- _SOURCE PASSAGE_:
In 1986, facing evidence from the car recordings, Avellino pleaded guilty to conspiracy charges of using coercion to prevent Robert Kubecka from bidding on waste hauling contracts on Long Island.

In mid 1986, Avellino asked Lucchese underboss Anthony Casso permission to murder Kubecka. Avellino was afraid that Kubecka was going to provide evidence in new criminal and civil cases. Casso agreed to the killing. On August 11, 1989, Lucchese gunmen Rocco Vitulli and Frank "Frankie the Pearl" Federico burst into Kubecka's office in East Northport, New York, where he and his brother-in-law, Donald Barstow, were working. Both Kubecka and Barstow were shot to death.

==Prison==
On April 13, 1993, Avellino was indicted in federal court on racketeering charges involving the 1989 Kubecka and Barstow murders. Avellino pleaded not guilty to both charges. However, in February 1994, Avellino pleaded guilty to murder conspiracy in the two murders and was sentenced to ten years in federal prison.

On July 16, 1999, Avelino was indicted again in federal courts on 15 counts of racketeering in the waste hauling industry from 1983 to 1998. In March 2001, Avellino pleaded guilty to using threats of violence to run his Long Island waste hauling business from federal prison. As part of a plea deal, Avellino was to serve five more years in prison after the end of his racketeering sentence. On October 13, 2006, Avellino was released from federal prison.

- _ACTIVITY 1_:
Answer these questions about the passage on Avellino:
(a) Whom did Avellino ask for permission to murder Kubecka?
(b) In what place was Kubecka's office?
(c) On what date was Avellino released from federal prison?
- _ACTIVITY 2_: Give again the portion of the passage on Avellino from "In 1986, facing" up to and including "shot to death.", word for word.
- _ACTIVITY 3_: Which dates in the passage on Avellino include a specific day, month, and year? List every one.
The data that follows has no connection to the passage on Avellino.

- _RECORDS SUPPLIED_:
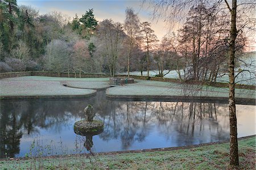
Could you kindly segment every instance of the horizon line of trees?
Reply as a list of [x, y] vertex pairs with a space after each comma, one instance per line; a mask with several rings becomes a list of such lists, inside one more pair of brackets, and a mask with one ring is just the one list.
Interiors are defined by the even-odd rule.
[[[229, 14], [203, 1], [190, 9], [181, 28], [160, 41], [151, 23], [141, 22], [131, 8], [126, 9], [122, 24], [96, 20], [93, 9], [69, 21], [57, 12], [39, 15], [16, 1], [0, 2], [1, 72], [52, 71], [113, 77], [127, 72], [129, 77], [131, 71], [142, 75], [147, 71], [149, 78], [150, 70], [162, 77], [176, 70], [180, 81], [216, 81], [228, 70]], [[247, 42], [240, 32], [236, 48], [241, 56]]]

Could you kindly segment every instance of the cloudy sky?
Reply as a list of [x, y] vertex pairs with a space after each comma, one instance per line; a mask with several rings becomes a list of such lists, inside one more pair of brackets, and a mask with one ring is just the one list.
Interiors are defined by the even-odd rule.
[[114, 21], [123, 23], [125, 19], [125, 10], [132, 7], [138, 14], [141, 22], [148, 21], [152, 23], [152, 28], [158, 39], [160, 39], [168, 32], [165, 23], [162, 20], [158, 21], [151, 19], [150, 11], [146, 5], [142, 6], [142, 1], [73, 1], [73, 0], [18, 0], [18, 5], [31, 6], [39, 11], [40, 14], [51, 11], [61, 12], [73, 18], [76, 14], [81, 17], [89, 9], [93, 9], [95, 17], [98, 20], [104, 19], [112, 19]]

- _YOUR RESPONSE 1_:
(a) Lucchese underboss Anthony Casso
(b) East Northport, New York
(c) October 13, 2006

- _YOUR RESPONSE 2_:
In 1986, facing evidence from the car recordings, Avellino pleaded guilty to conspiracy charges of using coercion to prevent Robert Kubecka from bidding on waste hauling contracts on Long Island.

In mid 1986, Avellino asked Lucchese underboss Anthony Casso permission to murder Kubecka. Avellino was afraid that Kubecka was going to provide evidence in new criminal and civil cases. Casso agreed to the killing. On August 11, 1989, Lucchese gunmen Rocco Vitulli and Frank "Frankie the Pearl" Federico burst into Kubecka's office in East Northport, New York, where he and his brother-in-law, Donald Barstow, were working. Both Kubecka and Barstow were shot to death.

- _YOUR RESPONSE 3_:
- August 11, 1989
- April 13, 1993
- July 16, 1999
- October 13, 2006